▸ **Travail à faire**
1 > Répondez, s'il vous plaît, à ces questions sur l'extrait consacré à la reconnaissance faciale :
(a) Pendant quel événement l'expérimentation citée en exemple a-t-elle été menée ?
(b) Depuis l'entrée en vigueur de quel texte l'avis préalable de la CNIL n'est-il plus obligatoire ?
(c) Quelles villes interdisent la reconnaissance faciale d'après l'extrait ?
2 > Rédigez la suite de l'extrait sur la reconnaissance faciale en partant de sa dernière phrase.

▸ **Extrait**
On parle souvent - à juste titre - des biais discriminatoires et des erreurs de la reconnaissance faciale. Mais il ne faut pas oublier un autre danger mortel : la puissance du marketing. Exemple parfait avec l'expérimentation menée pendant le carnaval de Nice en février.
C'est d'autant plus opaque que les dispositifs de reconnaissance faciale, qui fonctionnent grâce à des réseaux de neurones, sont très difficiles à auditer. A quoi bon ouvrir la boîte noire si elle est illisible ?
La @CNIL, dont l'avis préalable n'est plus obligatoire depuis l'entrée en vigueur du RGPD, est embêtée. D'une main, on lui demande d'assumer son rôle de gendarme de la vie privée. De l'autre, d'offrir un bac à sables aux industriels pour qu'ils s'y ébrouent. Et ceux-ci poussent.
Résultat, tandis que San Francisco ou Portland interdisent la reconnaissance faciale, la France s'y accroche. Pour @FelixTreguer de @laquadrature, il existe un seul moyen pour contester ce nouveau régime de pouvoir : tout arrêter, et réfléchir aux conséquences.
Les villes, qui ont embrassé la vidéosurveillance depuis 15 ans, réclament une attention particulière parce qu'elles spatialisent ces nouvelles aventures biométriques. L’espace urbain, la safe city comme on dit, doit devenir un laboratoire, et ceux qui le peuplent, des cobayes.

▸ **Lignes de données**
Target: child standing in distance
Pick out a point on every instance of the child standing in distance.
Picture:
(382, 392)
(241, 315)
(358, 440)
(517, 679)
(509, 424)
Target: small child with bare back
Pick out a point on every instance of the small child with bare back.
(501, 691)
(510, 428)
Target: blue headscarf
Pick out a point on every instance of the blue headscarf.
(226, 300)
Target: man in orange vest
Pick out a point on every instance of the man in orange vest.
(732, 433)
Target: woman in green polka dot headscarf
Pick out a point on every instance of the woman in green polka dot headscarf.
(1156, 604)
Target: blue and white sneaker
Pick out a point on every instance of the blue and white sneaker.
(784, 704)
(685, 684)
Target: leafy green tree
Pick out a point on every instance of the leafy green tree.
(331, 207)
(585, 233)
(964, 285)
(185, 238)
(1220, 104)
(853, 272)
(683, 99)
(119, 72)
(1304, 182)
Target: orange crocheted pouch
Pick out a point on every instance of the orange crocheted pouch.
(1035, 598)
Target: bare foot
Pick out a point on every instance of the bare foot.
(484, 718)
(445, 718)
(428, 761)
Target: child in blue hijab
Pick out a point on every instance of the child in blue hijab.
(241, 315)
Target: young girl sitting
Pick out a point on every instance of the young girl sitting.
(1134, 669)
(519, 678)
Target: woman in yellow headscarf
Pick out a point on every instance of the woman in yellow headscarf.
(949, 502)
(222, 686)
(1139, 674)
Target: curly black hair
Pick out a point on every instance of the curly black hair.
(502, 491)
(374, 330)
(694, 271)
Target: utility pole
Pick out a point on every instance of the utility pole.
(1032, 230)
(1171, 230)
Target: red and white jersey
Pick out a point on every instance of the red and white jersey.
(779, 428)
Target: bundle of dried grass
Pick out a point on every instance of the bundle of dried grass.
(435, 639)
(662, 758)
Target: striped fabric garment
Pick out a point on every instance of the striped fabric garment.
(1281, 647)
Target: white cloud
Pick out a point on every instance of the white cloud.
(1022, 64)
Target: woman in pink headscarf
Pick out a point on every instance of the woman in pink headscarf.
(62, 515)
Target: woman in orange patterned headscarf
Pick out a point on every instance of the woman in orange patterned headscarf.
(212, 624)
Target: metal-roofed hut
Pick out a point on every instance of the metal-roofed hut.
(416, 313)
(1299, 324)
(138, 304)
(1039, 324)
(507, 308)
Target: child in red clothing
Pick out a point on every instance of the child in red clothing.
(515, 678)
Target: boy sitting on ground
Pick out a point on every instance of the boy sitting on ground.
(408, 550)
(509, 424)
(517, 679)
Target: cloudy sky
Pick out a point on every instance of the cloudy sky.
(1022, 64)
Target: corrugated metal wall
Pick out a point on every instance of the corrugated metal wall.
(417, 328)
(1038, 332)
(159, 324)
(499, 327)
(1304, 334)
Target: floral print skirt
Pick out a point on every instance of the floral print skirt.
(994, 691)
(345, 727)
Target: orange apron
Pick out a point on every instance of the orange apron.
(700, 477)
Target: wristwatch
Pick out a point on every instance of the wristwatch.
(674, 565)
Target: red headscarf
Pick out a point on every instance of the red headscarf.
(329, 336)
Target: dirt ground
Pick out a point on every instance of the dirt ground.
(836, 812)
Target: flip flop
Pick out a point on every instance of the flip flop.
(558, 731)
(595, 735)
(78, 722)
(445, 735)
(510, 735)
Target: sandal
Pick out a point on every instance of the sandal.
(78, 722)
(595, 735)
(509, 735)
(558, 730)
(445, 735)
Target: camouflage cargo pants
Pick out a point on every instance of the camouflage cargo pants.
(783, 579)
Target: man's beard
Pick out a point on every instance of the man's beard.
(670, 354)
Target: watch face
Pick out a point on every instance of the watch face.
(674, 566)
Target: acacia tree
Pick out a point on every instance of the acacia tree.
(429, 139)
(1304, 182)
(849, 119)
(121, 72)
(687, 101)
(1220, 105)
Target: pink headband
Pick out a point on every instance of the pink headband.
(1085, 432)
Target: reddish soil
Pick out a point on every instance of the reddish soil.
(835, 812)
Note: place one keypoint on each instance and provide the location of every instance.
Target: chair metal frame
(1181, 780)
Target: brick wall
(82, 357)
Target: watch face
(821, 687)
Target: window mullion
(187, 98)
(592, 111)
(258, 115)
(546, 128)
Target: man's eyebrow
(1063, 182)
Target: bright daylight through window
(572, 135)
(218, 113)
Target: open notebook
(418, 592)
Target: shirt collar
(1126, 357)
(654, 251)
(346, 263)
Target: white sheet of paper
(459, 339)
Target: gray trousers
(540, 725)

▸ **Corrigé**
1 >
(a) Pendant le carnaval de Nice, en février.
(b) Le RGPD.
(c) San Francisco et Portland.

2 >
Marseille, par exemple, commencera d'ici la fin de l'année à automatiser son parc de 1800 caméras pour les rendre "intelligentes". Ce n'est pas (encore) de la reconnaissance faciale, et c'est la raison pour laquelle la municipalité n'a pas cru bon d'aviser la CNIL. Oups ?
C'est tout pour aujourd'hui, mais j'aurai l'occasion d'y revenir demain, avec un deuxième tome consacré exclusivement à la safe city, cette mise sous contrôle programmée de la vie de la cité.
En attendant, vous pouvez lire la dernière livraison d'@algorithmwatch : au moins 10 pays de l'UE (dont la France) utilisent déjà la reconnaissance faciale à des fins policières. Les autres y viennent. Seules l'Espagne et la Belgique ne l'autorisent pas.
algorithmwatch.org/en/story/face-…
@algorithmwatch Ce matin, je vous parlais de l'imposition de la reconnaissance faciale en 🇫🇷, sous l'impulsion des industriels et des pouvoirs publics
telerama.fr/medias/reconna…

Mais on ne peut l'évoquer sans parler d'une nouvelle politique de la ville : la safe city
telerama.fr/medias/safe-ci…
A Milipol, la kermesse de la sécurité, un ponte de Thales, leader sur ce marché bourgeonnant, a bien résumé sa vision des choses : le futur urbain est DANGEREUX, et les ordinateurs sont indispensables pour gouverner la ville de demain.
La safe city, ses capteurs, ses tourelles, ses caméras plus ou moins intelligentes, sa reconnaissance faciale, c'est avant tout une militarisation de l'espace public où, comme l'écrivait récemment un chercheur australien, "tous les habitants sont des ennemis en puissance"
Nice multiplie les expérimentations, et a signé cet été une convention avec Thales pour créer "un Waze de la sécurité". De son côté, Marseille est en train de déployer un "Big Data de la tranquillité publique" et automatise ses caméras de vidéosurveillance.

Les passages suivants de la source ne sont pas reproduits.